• _AIM_: Pull out every line of the records that contains the word "blade", and treat case as significant when matching.

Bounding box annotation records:
>> START
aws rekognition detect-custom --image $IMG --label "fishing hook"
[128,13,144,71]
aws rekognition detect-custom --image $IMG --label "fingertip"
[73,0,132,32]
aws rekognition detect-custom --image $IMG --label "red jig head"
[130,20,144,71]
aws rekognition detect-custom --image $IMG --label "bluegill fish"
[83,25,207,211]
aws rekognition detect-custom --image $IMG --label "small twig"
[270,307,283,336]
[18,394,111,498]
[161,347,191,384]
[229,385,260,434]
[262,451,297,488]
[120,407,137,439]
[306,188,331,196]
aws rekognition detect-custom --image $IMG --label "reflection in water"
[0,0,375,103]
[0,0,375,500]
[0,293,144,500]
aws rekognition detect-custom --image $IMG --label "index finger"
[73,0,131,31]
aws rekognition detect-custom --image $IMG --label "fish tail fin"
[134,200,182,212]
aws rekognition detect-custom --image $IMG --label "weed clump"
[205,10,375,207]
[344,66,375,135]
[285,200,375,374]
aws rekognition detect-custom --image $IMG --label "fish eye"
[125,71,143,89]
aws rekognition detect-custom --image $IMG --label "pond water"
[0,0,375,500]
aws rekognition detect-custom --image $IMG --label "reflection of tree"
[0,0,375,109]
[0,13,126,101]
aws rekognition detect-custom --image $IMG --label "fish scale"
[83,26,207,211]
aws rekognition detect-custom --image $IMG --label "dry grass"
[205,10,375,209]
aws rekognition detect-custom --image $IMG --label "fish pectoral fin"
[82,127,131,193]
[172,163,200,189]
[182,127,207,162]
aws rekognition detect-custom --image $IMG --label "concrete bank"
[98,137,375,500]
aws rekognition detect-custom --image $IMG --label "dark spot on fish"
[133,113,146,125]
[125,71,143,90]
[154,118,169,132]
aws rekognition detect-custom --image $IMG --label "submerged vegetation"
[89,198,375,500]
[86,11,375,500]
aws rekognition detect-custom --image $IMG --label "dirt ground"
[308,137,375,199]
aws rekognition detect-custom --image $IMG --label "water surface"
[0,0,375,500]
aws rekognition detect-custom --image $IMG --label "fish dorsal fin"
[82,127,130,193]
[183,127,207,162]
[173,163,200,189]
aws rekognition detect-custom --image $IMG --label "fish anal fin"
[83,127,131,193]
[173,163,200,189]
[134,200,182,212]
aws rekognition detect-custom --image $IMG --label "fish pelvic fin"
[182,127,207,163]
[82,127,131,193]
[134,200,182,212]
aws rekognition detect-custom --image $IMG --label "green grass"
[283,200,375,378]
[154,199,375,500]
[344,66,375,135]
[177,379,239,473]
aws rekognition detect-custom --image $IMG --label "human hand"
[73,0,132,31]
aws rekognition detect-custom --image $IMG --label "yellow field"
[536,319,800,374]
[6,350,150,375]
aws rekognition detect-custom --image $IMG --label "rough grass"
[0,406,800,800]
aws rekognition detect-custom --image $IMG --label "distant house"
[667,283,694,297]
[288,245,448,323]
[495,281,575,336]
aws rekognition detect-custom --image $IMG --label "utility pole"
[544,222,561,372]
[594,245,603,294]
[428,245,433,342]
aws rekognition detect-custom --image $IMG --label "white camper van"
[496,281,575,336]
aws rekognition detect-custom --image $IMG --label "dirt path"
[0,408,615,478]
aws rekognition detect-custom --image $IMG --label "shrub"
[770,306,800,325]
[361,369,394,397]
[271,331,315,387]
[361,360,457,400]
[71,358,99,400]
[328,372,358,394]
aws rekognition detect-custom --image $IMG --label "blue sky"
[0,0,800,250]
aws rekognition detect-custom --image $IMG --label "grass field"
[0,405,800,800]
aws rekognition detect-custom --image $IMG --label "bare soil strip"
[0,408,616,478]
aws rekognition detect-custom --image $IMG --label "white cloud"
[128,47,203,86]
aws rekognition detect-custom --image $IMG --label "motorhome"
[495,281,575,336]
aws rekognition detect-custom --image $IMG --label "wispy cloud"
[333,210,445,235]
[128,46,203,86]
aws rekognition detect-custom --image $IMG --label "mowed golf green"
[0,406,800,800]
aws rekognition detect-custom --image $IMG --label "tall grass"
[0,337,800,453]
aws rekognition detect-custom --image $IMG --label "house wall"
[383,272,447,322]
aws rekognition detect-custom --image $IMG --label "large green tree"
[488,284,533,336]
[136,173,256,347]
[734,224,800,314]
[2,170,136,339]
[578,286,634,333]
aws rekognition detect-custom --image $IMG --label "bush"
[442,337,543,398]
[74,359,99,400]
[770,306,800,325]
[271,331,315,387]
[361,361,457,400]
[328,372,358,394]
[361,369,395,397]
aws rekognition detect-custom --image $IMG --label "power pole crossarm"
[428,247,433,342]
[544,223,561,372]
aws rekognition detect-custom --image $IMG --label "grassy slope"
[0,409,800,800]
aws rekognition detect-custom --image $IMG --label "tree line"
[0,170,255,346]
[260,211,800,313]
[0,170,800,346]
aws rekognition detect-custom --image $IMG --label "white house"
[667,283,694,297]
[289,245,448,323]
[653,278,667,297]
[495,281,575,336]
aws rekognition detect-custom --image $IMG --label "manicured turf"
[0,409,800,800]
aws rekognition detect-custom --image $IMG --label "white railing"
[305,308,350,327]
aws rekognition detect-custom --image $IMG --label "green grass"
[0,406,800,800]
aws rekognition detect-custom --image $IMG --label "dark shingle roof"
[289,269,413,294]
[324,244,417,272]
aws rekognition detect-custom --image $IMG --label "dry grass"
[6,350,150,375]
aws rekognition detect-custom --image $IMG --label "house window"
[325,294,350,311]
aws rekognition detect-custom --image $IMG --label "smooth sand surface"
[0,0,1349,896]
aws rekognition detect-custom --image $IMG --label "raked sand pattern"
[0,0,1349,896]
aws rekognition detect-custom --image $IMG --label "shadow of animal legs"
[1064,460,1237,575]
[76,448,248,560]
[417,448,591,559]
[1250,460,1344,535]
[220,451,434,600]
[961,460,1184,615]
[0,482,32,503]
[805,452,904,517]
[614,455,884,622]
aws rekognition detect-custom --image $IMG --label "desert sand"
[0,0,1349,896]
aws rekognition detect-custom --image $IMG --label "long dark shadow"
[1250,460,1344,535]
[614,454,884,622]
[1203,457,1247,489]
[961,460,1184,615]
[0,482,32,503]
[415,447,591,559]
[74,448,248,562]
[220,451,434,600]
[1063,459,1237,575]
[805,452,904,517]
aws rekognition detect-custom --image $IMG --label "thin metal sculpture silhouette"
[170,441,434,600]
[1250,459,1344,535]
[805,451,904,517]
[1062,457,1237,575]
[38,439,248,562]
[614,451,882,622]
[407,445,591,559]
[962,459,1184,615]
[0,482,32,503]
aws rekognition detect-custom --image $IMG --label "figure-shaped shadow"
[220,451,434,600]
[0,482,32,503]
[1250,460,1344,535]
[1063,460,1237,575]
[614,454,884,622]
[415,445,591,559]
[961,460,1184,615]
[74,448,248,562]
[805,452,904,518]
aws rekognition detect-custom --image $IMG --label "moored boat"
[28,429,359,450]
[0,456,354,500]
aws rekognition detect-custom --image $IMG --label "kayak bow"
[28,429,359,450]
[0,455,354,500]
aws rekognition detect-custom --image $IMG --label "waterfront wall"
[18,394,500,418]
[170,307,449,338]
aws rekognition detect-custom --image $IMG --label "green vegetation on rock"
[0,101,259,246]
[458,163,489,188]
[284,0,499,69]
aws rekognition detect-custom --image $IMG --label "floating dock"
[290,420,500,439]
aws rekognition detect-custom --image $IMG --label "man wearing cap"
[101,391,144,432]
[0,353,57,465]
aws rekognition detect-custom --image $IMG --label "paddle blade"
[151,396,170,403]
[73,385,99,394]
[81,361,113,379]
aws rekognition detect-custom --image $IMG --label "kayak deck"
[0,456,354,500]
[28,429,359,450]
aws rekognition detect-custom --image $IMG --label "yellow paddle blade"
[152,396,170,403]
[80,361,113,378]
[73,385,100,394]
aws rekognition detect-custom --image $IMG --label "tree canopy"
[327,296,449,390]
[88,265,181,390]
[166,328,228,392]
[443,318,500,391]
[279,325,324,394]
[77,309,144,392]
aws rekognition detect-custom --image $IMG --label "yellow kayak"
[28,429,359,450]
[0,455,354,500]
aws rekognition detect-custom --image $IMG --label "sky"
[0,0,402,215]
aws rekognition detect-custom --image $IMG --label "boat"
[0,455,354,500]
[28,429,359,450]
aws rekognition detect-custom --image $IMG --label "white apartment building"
>> END
• _FULL RESPONSE_:
aws rekognition detect-custom --image $IMG --label "paddle blade"
aws rekognition detect-custom --image $IMG --label "yellow paddle blade"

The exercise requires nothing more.